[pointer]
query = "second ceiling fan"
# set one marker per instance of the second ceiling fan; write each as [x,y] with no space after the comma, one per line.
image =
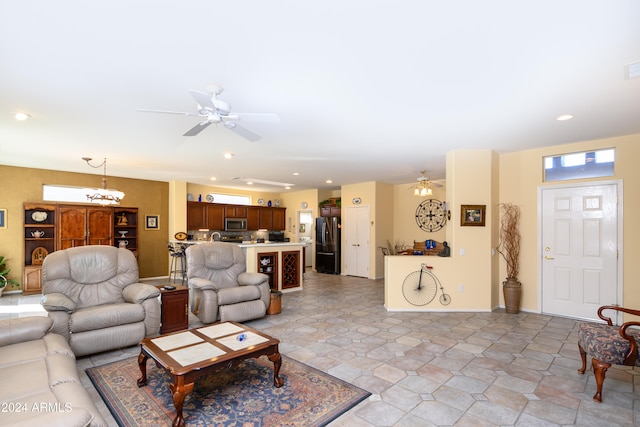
[214,110]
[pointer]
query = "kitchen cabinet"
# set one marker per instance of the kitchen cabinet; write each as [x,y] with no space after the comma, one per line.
[253,218]
[272,218]
[205,216]
[196,215]
[330,211]
[80,226]
[211,216]
[235,211]
[215,217]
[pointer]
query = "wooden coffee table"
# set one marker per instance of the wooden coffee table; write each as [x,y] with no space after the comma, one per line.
[190,354]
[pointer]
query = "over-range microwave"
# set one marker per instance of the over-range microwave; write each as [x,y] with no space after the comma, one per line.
[235,224]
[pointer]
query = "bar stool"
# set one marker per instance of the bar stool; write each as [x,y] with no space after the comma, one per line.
[177,261]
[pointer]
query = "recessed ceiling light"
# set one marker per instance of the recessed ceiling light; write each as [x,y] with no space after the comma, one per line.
[632,70]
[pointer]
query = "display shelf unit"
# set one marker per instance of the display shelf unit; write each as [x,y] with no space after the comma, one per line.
[268,264]
[125,228]
[39,241]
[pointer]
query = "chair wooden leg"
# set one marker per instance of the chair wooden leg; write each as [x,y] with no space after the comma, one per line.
[583,356]
[599,370]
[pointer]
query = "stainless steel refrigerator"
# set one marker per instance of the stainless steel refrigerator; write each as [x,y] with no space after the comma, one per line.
[328,245]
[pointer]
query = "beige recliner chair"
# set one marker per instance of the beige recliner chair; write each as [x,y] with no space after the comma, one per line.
[220,287]
[93,296]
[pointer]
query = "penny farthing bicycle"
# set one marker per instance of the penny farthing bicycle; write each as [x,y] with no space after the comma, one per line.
[420,287]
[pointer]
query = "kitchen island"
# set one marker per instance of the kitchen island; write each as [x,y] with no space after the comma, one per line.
[281,261]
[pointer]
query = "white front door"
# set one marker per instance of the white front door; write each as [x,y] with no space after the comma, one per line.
[356,232]
[579,249]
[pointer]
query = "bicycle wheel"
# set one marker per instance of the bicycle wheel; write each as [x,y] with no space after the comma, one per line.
[419,288]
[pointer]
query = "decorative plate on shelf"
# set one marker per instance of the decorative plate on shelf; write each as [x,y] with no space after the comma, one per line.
[39,216]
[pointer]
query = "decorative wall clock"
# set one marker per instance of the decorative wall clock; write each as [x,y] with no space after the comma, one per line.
[430,215]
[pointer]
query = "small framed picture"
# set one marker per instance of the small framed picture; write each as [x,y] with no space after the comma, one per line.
[472,215]
[152,222]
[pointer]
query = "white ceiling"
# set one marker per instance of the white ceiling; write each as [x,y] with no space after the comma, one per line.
[365,89]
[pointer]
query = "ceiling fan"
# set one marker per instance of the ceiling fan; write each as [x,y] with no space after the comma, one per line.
[214,110]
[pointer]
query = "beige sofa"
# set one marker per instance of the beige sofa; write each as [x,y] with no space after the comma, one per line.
[93,296]
[219,286]
[40,380]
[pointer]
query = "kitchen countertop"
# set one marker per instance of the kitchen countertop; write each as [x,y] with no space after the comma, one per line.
[253,245]
[246,244]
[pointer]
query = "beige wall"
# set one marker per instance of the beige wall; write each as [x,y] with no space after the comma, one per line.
[520,178]
[406,229]
[25,185]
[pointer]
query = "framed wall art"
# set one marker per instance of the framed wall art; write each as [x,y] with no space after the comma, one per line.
[472,215]
[152,222]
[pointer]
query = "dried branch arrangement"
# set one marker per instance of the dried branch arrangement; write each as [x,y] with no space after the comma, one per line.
[509,245]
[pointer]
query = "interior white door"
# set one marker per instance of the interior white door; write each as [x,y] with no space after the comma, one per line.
[579,250]
[356,232]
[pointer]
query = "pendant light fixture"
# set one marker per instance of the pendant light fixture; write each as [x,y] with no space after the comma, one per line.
[103,196]
[423,186]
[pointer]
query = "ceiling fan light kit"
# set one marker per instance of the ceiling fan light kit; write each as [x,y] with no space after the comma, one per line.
[216,111]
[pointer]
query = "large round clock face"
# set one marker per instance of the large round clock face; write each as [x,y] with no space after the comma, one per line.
[430,215]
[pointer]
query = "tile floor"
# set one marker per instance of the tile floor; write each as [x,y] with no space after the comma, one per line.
[431,369]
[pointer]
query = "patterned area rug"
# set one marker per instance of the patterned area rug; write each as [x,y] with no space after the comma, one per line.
[243,396]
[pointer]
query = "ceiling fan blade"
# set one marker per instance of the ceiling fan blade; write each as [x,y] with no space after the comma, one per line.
[242,131]
[203,99]
[197,128]
[182,113]
[255,117]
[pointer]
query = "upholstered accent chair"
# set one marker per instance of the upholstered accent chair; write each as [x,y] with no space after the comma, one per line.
[93,296]
[608,345]
[220,287]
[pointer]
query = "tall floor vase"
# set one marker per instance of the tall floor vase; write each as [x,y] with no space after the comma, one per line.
[512,289]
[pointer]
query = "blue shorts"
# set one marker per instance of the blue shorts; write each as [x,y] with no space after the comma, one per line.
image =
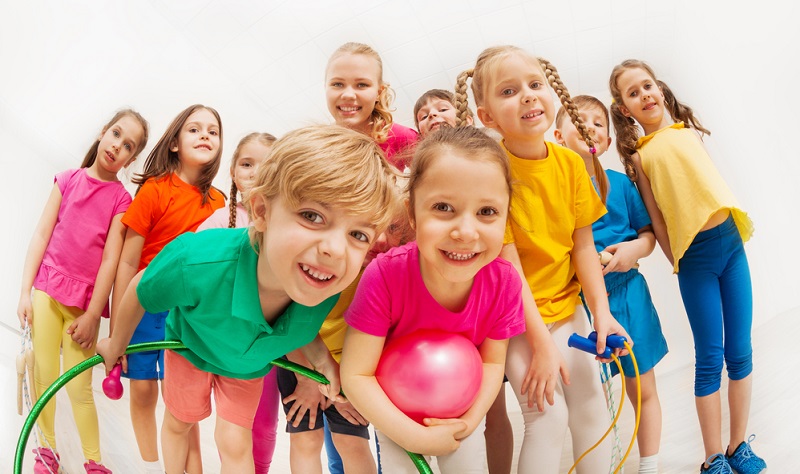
[631,305]
[147,365]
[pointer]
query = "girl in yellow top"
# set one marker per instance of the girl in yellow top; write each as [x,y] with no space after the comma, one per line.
[700,227]
[549,240]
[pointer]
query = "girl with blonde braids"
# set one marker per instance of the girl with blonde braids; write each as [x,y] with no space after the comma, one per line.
[549,240]
[251,151]
[701,228]
[358,98]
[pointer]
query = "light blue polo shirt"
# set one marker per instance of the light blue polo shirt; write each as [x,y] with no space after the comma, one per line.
[207,281]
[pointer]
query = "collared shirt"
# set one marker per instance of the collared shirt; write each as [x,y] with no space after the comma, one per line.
[208,283]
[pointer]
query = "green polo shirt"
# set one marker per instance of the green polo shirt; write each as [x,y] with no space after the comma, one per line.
[207,281]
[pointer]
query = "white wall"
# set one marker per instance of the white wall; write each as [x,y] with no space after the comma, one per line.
[67,66]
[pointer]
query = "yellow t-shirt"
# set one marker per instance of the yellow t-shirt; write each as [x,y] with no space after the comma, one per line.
[333,329]
[686,185]
[552,197]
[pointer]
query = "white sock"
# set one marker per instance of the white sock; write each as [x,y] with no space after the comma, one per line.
[648,465]
[153,467]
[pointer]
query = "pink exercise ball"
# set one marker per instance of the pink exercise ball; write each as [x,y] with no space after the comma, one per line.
[431,374]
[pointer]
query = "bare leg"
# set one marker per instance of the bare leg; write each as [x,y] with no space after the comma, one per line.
[709,412]
[649,435]
[175,443]
[144,397]
[235,445]
[499,436]
[304,451]
[356,456]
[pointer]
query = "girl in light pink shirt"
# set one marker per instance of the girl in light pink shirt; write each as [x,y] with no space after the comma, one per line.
[67,278]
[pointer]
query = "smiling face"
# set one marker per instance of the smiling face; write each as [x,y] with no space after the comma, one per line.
[642,99]
[435,114]
[517,102]
[251,154]
[597,125]
[352,86]
[309,252]
[198,142]
[460,222]
[118,145]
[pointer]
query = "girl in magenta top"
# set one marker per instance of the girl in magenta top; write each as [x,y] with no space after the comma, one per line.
[68,274]
[358,98]
[450,279]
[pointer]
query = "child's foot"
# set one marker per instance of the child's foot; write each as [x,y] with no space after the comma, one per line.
[716,464]
[744,460]
[46,461]
[94,468]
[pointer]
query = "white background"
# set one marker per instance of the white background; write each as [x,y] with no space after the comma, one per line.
[68,66]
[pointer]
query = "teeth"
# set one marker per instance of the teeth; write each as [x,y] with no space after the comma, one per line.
[316,274]
[459,256]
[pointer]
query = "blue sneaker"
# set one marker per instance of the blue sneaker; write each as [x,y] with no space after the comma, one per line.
[717,464]
[744,460]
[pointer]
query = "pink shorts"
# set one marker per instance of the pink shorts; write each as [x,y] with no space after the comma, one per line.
[187,393]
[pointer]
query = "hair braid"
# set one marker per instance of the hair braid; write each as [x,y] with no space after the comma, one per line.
[558,86]
[461,98]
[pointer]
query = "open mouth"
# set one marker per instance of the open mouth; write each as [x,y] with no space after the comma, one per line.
[459,257]
[316,274]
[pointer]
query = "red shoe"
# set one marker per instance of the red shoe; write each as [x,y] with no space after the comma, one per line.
[46,461]
[94,468]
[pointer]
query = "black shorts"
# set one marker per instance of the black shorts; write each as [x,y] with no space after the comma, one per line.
[287,382]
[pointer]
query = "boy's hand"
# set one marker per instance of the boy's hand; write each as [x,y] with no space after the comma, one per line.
[348,411]
[306,398]
[84,330]
[105,349]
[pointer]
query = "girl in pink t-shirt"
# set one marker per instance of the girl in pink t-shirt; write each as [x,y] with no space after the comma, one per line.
[450,279]
[68,274]
[251,151]
[358,98]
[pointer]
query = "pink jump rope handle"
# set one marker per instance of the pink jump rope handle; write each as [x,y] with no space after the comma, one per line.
[112,386]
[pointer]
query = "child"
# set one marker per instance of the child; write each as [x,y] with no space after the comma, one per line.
[249,154]
[311,420]
[700,227]
[435,109]
[448,279]
[358,98]
[317,205]
[549,239]
[625,233]
[70,266]
[175,195]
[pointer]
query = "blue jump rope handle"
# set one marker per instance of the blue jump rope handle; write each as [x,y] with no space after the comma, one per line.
[613,341]
[586,345]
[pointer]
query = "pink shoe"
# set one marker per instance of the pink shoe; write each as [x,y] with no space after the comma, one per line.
[94,468]
[47,462]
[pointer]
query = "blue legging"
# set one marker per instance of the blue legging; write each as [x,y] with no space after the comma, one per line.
[714,279]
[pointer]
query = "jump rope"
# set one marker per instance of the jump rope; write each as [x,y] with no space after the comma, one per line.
[26,356]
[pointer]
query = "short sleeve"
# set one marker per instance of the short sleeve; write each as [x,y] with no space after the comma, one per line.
[370,310]
[636,210]
[588,206]
[163,286]
[511,321]
[143,211]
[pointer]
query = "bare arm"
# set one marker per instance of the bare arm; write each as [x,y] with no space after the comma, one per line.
[127,268]
[546,363]
[36,248]
[590,275]
[84,328]
[360,358]
[129,315]
[657,218]
[625,255]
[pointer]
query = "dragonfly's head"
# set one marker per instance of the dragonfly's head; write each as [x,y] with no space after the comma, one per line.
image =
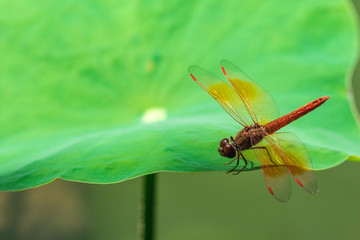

→ **EXERCISE DESCRIPTION**
Pick out every line of the items above that contains the string "bare", with case counting, and copy each one.

→ **OUTPUT FOR THIS EXERCISE**
query = "bare leg"
# set one marker per instance of the bare leg; write each as [x,y] with no space after the comma, one per line.
query = "bare arm"
# set one marker per instance of the bare arm; write each as [x,y] with no space after the comma, one per line.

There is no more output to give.